▶ **WRITTEN INSTRUCTION**:
Return every one of the entries below verbatim, line for line, with no changes.
Begin ITEMS
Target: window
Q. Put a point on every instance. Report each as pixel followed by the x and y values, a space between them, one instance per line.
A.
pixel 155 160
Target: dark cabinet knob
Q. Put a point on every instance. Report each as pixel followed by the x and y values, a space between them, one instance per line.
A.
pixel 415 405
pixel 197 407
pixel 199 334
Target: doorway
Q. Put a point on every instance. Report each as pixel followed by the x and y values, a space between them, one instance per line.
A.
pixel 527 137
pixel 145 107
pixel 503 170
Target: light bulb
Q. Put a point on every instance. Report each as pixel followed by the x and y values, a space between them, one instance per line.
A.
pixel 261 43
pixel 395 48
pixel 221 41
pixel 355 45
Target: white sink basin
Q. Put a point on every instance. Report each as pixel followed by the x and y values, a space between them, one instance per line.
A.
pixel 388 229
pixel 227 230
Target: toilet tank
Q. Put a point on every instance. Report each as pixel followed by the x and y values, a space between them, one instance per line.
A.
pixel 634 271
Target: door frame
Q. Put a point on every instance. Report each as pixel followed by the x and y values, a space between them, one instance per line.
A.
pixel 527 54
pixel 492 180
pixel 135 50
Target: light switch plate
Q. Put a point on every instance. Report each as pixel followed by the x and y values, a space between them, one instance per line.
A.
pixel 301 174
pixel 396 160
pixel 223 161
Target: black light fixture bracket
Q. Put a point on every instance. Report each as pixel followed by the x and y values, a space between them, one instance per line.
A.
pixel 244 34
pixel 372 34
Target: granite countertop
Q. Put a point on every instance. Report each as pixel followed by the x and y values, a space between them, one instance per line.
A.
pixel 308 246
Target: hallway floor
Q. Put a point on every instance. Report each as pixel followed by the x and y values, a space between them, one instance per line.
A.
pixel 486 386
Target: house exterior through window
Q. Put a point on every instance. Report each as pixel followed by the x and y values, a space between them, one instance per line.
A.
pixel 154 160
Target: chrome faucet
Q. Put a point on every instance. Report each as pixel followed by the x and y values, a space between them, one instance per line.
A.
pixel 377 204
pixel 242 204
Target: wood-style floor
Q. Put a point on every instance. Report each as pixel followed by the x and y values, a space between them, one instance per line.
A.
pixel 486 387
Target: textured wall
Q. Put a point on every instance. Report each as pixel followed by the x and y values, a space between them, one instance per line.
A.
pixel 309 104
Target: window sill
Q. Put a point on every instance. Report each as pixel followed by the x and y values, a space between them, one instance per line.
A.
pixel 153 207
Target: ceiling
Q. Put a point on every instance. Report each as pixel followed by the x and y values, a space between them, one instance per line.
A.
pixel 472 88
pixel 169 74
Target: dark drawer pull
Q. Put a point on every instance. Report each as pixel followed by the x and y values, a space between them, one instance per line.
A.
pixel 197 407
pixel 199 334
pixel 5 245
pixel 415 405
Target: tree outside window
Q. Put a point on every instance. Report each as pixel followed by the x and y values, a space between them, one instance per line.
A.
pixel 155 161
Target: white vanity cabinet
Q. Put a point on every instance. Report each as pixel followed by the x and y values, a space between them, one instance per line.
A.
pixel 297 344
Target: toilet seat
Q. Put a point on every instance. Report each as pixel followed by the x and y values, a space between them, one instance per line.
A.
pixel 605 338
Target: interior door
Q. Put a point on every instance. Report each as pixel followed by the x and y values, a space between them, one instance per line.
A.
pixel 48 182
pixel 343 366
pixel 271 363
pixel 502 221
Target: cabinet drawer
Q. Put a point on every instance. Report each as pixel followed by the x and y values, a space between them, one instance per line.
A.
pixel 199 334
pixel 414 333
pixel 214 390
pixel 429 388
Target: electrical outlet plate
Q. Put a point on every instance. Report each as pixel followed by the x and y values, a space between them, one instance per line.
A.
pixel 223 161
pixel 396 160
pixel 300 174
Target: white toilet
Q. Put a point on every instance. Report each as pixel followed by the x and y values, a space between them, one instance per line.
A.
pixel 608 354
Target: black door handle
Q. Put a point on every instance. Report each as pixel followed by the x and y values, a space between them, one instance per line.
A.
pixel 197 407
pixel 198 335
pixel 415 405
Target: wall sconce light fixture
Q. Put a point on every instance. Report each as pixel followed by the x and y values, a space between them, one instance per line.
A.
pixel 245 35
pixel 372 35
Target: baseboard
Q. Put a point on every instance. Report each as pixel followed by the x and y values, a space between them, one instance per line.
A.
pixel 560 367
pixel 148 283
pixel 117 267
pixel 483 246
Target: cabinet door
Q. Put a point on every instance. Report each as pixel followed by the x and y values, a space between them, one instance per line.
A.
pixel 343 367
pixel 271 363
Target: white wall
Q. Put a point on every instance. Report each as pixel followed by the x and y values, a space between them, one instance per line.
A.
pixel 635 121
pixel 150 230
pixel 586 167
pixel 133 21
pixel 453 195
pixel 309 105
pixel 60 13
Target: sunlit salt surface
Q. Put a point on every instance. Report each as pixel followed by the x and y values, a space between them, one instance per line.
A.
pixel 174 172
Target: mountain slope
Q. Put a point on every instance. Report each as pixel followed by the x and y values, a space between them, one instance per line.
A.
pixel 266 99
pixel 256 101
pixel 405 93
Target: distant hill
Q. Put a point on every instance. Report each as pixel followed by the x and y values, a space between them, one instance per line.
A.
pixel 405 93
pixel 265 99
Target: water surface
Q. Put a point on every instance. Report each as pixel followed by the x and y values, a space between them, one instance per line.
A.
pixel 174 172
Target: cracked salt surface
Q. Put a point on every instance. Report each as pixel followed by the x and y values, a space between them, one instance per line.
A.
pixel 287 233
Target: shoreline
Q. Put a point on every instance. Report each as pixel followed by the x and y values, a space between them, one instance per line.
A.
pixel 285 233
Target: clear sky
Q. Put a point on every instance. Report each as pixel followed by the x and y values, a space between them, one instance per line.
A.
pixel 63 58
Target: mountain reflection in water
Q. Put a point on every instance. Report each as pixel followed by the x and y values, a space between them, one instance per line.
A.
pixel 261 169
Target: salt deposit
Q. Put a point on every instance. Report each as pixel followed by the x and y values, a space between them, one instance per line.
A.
End ITEMS
▶ **REPLY TO THE TASK**:
Target: window
Q. Put a point on every instance. Report each as pixel followed by the x and y values, a space between them, one instance per line.
A.
pixel 155 160
Target: dark cabinet knob
Q. Put a point on every instance. Report each as pixel followed by the x and y values, a space between them, one instance per line.
A.
pixel 415 405
pixel 197 407
pixel 199 334
Target: doorway
Q. Put a point on every instance. Report each as pixel followed by the x and y values, a space between them, one instance per line.
A.
pixel 527 137
pixel 145 107
pixel 503 170
Target: light bulb
Q. Put a point on every instance. Report each as pixel followed by the x and y values, a space between them, one instance per line.
A.
pixel 261 43
pixel 395 48
pixel 221 41
pixel 355 45
Target: white sink basin
Q. Put a point on every instance. Report each as pixel followed by the x and y values, a space between them, one instance per line.
A.
pixel 388 229
pixel 227 230
Target: toilet tank
Q. Put a point on every instance. Report each as pixel followed by the x and y values, a space between them, one instance per line.
A.
pixel 634 271
Target: door frame
Q. Put a point on every instance. Report each as pixel followed by the x and y values, a space between them, one instance per line.
A.
pixel 527 54
pixel 492 180
pixel 135 50
Target: light switch plate
Q. Put a point on every instance. Report each as pixel followed by the x and y values, a space between them, one instance per line.
A.
pixel 301 174
pixel 396 160
pixel 223 161
Target: black light fixture bracket
Q. Put a point on every instance. Report each as pixel followed by the x and y values, a space between them, one instance per line.
A.
pixel 244 34
pixel 372 34
Target: granite countertop
Q. Put a point on every instance. Report each as pixel followed by the x and y values, a space between them, one instance per line.
A.
pixel 308 246
Target: hallway floor
Q. Put a point on every instance. Report each as pixel followed by the x and y values, a space between them, one instance per line.
A.
pixel 486 386
Target: house exterior through window
Q. Put a point on every instance. Report each as pixel followed by the x and y values, a space between them, one instance per line.
A.
pixel 154 160
Target: chrome faucet
Q. Put a point on every instance. Report each as pixel followed by the x and y values, a space between them, one instance per line.
A.
pixel 377 204
pixel 242 204
Target: wood-style floor
Q. Put a point on every instance. Report each as pixel followed by the x and y values, a space between them, one instance per line.
A.
pixel 486 387
Target: textured wall
Q. Put a point on every instance. Report each as pixel followed by the x and y values, a space between them, one instance per line.
A.
pixel 309 104
Target: window sill
Q. Put a point on every instance. Report each as pixel followed by the x and y values, a space between them, one instance per line.
A.
pixel 153 207
Target: ceiling
Q. Put a point on every instance. Report each as pixel followed by the x and y values, a space between them, one instance per line.
A.
pixel 472 88
pixel 169 74
Target: dark drawer pull
Q. Put a point on every instance. Report each as pixel followed by the x and y values, a space between them, one instance per line.
A.
pixel 197 407
pixel 199 334
pixel 5 245
pixel 415 405
Target: tree outside window
Q. Put a point on every instance. Report each as pixel followed by the x and y values, a space between them, one instance per line.
A.
pixel 155 161
Target: white vanity cabinet
Q. Put a point on every instance. Report each as pixel followed by the x and y values, a space between them, one instance per line.
A.
pixel 297 344
Target: toilet seat
Q. Put a point on every instance. Report each as pixel followed by the x and y values, a space between them, one instance per line.
A.
pixel 605 338
Target: interior door
Q. Put a point on every instance. Report each as pixel followed by the x and y values, a space between them, one instance per line.
A.
pixel 48 182
pixel 343 366
pixel 271 363
pixel 502 221
Target: cabinet drawer
Q. Put a point on every instance. Report each as pixel followed by the x and y values, a space between them, one instance per line.
A.
pixel 199 334
pixel 414 333
pixel 214 390
pixel 429 388
Target: electrical outlet plate
Q. Put a point on every instance. Report each as pixel followed by the x and y values, a space between them, one instance per line.
A.
pixel 223 161
pixel 396 160
pixel 300 174
Target: white toilet
Q. Put a point on every instance. Report each as pixel followed by the x and y values, a space between them, one instance per line.
A.
pixel 608 354
Target: black door handle
Q. Put a point on every instance. Report each as pixel followed by the x and y values, a space between them, one instance per line.
A.
pixel 197 407
pixel 198 335
pixel 415 405
Target: wall sconce light fixture
Q. Put a point on every instance. Report each as pixel followed by the x and y values, a space between them, one instance per line.
A.
pixel 245 35
pixel 372 35
Target: baseboard
Q. Put a point on every instance. Report each as pixel followed by the x and y values, a space between them, one instance per line.
A.
pixel 560 367
pixel 148 283
pixel 117 267
pixel 483 246
Target: cabinet door
Q. Put a point on every instance. Report each as pixel followed by the x and y values, a space between them, one instance per line.
A.
pixel 343 367
pixel 271 363
Target: white wall
Q. Put a point on every instance. Report each as pixel followed by the x and y values, a space between them, one instance per line.
A.
pixel 635 121
pixel 150 230
pixel 586 167
pixel 133 21
pixel 453 195
pixel 309 105
pixel 60 13
Target: sunlit salt surface
Q. Put a point on every instance. Report each as pixel followed by the x and y values, a space between them, one instance per line.
A.
pixel 174 172
Target: mountain slope
Q. Put a point on every instance. Report each as pixel followed by the x and y values, a space between them, one instance per line.
A.
pixel 266 99
pixel 256 101
pixel 405 93
Target: distant hill
Q. Put a point on every instance. Report each as pixel followed by the x and y values, a space between them, one instance per line.
A.
pixel 405 93
pixel 265 99
Target: water surface
Q. Put a point on every instance. Report each as pixel followed by the x and y values, a space between them, one instance per line.
A.
pixel 174 172
Target: cracked salt surface
Q. Put a point on every instance. Report each as pixel followed by the x and y values, a space between them, one instance per line.
A.
pixel 287 233
Target: shoreline
Q. Put a point on every instance. Report each as pixel followed by the x and y values, a space between them, one instance per line.
A.
pixel 285 233
Target: clear sky
Q. Put a point on every instance. Report each as pixel followed by the x and y values, a space between them, one instance per line.
A.
pixel 63 58
Target: mountain reflection in water
Q. Put a point on every instance. Report each as pixel followed by the x and y values, a space between them, one instance per line.
A.
pixel 261 169
Target: salt deposit
Q. Put a point on every instance. Report each as pixel followed by the x and y values, a space between them, one instance per line.
A.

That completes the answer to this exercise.